Instructions for the task | An exact copy of all the entries below is what this task needs.
_ _ _ _ _
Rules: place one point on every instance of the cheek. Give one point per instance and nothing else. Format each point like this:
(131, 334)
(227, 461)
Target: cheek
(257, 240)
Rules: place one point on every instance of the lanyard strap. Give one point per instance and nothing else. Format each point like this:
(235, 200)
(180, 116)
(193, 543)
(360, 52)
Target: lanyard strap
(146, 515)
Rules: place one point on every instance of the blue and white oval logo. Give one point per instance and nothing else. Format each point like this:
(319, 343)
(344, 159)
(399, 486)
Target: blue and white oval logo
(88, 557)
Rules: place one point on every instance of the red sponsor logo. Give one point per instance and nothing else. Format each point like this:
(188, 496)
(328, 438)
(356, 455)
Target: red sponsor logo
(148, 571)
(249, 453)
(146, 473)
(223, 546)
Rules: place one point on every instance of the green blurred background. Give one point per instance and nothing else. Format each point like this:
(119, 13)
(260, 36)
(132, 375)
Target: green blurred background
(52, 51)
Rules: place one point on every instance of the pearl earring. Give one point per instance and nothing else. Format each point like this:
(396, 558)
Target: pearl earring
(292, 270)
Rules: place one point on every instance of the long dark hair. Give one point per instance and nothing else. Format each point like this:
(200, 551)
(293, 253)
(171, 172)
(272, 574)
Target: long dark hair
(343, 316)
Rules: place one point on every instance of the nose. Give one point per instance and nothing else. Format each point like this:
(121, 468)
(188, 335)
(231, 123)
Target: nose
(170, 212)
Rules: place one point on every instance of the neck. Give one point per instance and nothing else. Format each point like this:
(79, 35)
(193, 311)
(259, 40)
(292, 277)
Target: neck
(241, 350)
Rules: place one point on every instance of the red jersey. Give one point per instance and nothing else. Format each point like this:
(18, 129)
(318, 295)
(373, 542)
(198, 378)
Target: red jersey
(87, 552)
_ _ _ _ _
Finished task |
Rules: place one point on every instance of the cheek. Give one point per instance and nothing else. Format each point like this:
(131, 334)
(227, 461)
Target: cheek
(257, 240)
Rules: place one point on every instance of the lanyard strap. Give one point per instance and nothing else. Format each point like this:
(235, 200)
(180, 116)
(193, 543)
(360, 52)
Target: lanyard strap
(146, 515)
Rules: place one point on every instance of the blue and white oval logo. Give one point per instance and nothing else. Format each point like this:
(319, 343)
(344, 159)
(399, 486)
Target: blue and white oval logo
(88, 557)
Rules: place one point on every instance of the red sponsor logo. Give one point per instance and nothing else. Format each point like this:
(188, 496)
(328, 438)
(356, 455)
Target: red sponsor logo
(148, 571)
(249, 453)
(146, 473)
(223, 546)
Rules: place one point on every instance of the green blurred background. Give one point per instance and nothing else. Format each point like this:
(119, 13)
(260, 36)
(132, 375)
Target: green blurred background
(52, 51)
Rules: place one point on every instance of the pearl earring. Give one point per instance and nothing else. Format each point like this:
(396, 558)
Target: pearl earring
(292, 270)
Rules: place one point on every instance of the long dark hair. Give one point per instance and nothing else. Format each point like this:
(200, 551)
(293, 253)
(171, 172)
(272, 574)
Target: long dark hair
(343, 316)
Rules: place one point on every instance of the nose. Give one point per instance and nothing else. Format each point like this:
(121, 468)
(188, 335)
(231, 123)
Target: nose
(170, 212)
Rules: place one point on every instance of the neck. Give one point per instance and nothing else. Format each point like this:
(79, 35)
(193, 311)
(259, 40)
(292, 277)
Target: neck
(241, 350)
Rules: place one point on every instance of the red jersey. Give one point per instance and nothing else. Format each point like this:
(18, 129)
(318, 295)
(373, 542)
(198, 378)
Target: red jersey
(87, 552)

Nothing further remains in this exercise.